Repeat the surrogacy passage below word for word, from its first sentence to its last.

Segment Start: PASSAGE SHOWN

It felt serendipitous.
As of today, I am preparing to head back to San Diego for the embryo transfer which is scheduled to take place next month. In the weeks leading up to the transfer I will be on a protocol of medications to prepare my body as well as making several trips to my local clinic for blood tests and ultrasounds.
Over the past several months, I’ve slowly shared the news with those in my everyday life. I learned quickly that there’s no real way to “lead in” to it, as the subject is pretty far out of left field for most people. The only way is to just come out and say it.
The reactions have been mixed but overall incredibly positive. It took me a long time, and heaps of courage, to tell my parents. I finally did and if I’d known how they’d respond, I wouldn’t have been so scared to to tell them. More to come on that in a later post…
My least favorite reaction, the one many of you reading this may be having right now, is this one;
“I could never do that!”
And my only response to that is, respectfully; “Don’t you do it then.”
I understand it’s definitely not for everyone. And I’ll never be able to explain exactly what made me make that first phone call to get more information on how to pursue it, except that it was on my heart to do so.
But I’d like to share the reasons why I have decided to be a surrogate. The main reason is simple:
I can, so I will.
And that’s really how I feel.

Segment End: PASSAGE SHOWN
Segment Start: RECORDS SHOWN

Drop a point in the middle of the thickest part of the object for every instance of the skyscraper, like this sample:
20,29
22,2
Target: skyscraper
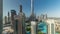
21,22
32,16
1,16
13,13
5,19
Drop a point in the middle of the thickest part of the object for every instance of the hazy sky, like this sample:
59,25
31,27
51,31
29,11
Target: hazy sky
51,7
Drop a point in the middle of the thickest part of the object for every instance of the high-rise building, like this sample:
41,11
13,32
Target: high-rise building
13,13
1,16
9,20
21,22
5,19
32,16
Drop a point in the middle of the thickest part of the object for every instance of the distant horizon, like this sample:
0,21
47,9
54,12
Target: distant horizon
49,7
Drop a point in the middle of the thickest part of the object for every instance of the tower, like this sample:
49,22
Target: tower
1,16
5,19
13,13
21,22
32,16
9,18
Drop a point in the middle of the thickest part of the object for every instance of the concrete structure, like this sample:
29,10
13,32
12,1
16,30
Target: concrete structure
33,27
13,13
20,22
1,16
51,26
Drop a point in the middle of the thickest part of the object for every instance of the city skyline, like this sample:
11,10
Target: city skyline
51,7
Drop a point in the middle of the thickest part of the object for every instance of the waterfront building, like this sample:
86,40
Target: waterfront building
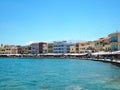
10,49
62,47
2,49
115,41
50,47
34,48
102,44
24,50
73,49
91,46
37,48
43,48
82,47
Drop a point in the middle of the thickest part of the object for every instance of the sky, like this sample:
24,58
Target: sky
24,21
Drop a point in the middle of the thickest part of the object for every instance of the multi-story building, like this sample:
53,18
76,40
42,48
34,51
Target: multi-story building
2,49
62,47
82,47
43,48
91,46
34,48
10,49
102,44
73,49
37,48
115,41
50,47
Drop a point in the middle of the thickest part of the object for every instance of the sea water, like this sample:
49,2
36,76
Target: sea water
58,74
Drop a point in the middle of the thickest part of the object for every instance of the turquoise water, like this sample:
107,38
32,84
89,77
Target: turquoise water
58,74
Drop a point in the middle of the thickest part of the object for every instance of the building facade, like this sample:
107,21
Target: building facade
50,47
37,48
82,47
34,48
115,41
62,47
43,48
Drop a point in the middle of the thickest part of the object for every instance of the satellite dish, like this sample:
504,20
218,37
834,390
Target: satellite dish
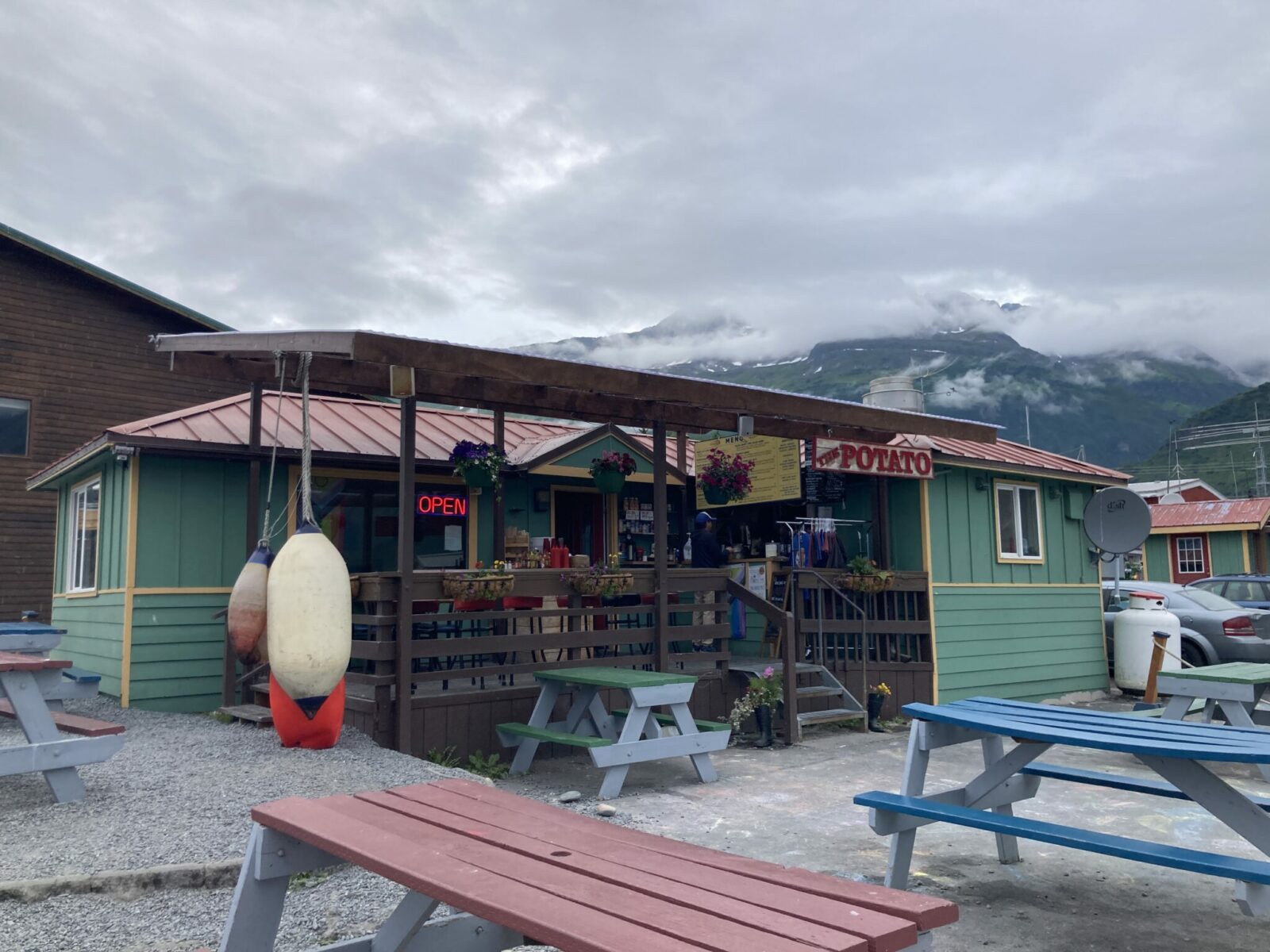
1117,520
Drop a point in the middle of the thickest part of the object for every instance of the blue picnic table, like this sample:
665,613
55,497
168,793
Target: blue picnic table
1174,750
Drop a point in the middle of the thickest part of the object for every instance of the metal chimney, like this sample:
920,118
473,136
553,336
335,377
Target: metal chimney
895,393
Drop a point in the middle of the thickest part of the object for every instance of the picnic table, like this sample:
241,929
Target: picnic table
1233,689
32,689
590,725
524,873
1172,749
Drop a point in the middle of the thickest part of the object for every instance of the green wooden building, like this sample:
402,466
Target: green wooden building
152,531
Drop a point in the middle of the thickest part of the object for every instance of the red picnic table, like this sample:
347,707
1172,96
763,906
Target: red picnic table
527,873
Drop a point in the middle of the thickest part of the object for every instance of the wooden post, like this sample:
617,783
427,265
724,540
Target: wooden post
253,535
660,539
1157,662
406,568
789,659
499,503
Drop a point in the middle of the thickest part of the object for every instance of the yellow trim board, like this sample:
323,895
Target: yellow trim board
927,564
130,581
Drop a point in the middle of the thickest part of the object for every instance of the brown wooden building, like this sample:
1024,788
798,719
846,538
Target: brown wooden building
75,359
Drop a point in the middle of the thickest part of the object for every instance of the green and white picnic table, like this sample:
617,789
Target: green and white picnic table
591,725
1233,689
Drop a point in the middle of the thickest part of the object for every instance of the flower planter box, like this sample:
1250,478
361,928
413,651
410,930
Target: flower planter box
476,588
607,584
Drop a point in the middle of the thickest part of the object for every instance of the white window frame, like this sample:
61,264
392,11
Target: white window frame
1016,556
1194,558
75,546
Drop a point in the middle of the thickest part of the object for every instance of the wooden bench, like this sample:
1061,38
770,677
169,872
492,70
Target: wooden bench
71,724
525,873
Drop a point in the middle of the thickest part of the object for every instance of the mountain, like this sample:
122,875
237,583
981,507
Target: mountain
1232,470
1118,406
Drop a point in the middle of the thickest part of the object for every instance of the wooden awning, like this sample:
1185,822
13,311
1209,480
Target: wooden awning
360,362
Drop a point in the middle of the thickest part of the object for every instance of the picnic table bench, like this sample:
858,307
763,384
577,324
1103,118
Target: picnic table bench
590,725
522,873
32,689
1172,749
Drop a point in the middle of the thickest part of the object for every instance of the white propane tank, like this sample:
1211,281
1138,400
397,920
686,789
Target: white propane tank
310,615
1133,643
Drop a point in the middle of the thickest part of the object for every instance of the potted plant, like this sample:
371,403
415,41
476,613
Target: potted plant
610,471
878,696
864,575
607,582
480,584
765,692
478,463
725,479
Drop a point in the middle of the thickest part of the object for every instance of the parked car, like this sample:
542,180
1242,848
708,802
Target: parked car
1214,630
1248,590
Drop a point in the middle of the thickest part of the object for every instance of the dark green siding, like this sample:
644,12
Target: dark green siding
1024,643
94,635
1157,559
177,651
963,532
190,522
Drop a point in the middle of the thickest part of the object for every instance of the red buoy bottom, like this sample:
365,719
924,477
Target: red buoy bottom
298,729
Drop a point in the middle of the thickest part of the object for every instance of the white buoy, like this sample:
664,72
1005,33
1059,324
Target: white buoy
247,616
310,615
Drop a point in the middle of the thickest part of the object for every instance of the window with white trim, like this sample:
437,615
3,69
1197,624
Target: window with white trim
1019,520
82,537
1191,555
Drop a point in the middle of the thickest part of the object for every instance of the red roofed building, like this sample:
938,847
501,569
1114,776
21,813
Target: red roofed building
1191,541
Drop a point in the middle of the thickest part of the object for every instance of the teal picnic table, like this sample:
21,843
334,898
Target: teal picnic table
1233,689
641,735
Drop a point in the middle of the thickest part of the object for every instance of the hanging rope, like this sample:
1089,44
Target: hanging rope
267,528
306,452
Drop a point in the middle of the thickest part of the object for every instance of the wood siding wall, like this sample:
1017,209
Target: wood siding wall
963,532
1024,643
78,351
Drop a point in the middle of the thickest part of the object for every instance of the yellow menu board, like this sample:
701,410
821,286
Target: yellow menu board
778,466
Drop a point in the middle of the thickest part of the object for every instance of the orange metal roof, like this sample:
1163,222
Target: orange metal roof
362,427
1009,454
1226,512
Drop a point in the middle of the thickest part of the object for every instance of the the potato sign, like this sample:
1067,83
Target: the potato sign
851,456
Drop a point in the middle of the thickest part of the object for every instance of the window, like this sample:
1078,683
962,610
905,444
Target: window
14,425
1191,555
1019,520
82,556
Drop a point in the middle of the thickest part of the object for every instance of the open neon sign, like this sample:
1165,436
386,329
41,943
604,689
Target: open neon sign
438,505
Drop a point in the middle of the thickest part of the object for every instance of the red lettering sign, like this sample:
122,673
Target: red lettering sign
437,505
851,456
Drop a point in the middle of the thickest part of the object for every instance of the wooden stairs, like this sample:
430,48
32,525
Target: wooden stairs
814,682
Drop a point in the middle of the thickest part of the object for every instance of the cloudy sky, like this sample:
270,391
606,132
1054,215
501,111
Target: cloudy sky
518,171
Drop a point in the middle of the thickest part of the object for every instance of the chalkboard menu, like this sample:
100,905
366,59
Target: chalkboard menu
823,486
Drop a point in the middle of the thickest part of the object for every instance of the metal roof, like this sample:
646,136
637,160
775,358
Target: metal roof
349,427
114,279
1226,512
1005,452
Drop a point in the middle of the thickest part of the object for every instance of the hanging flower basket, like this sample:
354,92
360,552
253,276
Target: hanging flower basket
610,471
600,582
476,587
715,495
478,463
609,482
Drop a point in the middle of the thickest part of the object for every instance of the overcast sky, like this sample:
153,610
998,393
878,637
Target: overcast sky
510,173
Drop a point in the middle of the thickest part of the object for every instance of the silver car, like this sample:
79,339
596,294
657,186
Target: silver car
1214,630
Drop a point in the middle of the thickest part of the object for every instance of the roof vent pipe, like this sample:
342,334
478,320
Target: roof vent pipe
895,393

Segment End: RECORDS SHOWN

* ANSWER SECTION *
It felt serendipitous.
As of today, I am preparing to head back to San Diego for the embryo transfer which is scheduled to take place next month. In the weeks leading up to the transfer I will be on a protocol of medications to prepare my body as well as making several trips to my local clinic for blood tests and ultrasounds.
Over the past several months, I’ve slowly shared the news with those in my everyday life. I learned quickly that there’s no real way to “lead in” to it, as the subject is pretty far out of left field for most people. The only way is to just come out and say it.
The reactions have been mixed but overall incredibly positive. It took me a long time, and heaps of courage, to tell my parents. I finally did and if I’d known how they’d respond, I wouldn’t have been so scared to to tell them. More to come on that in a later post…
My least favorite reaction, the one many of you reading this may be having right now, is this one;
“I could never do that!”
And my only response to that is, respectfully; “Don’t you do it then.”
I understand it’s definitely not for everyone. And I’ll never be able to explain exactly what made me make that first phone call to get more information on how to pursue it, except that it was on my heart to do so.
But I’d like to share the reasons why I have decided to be a surrogate. The main reason is simple:
I can, so I will.
And that’s really how I feel.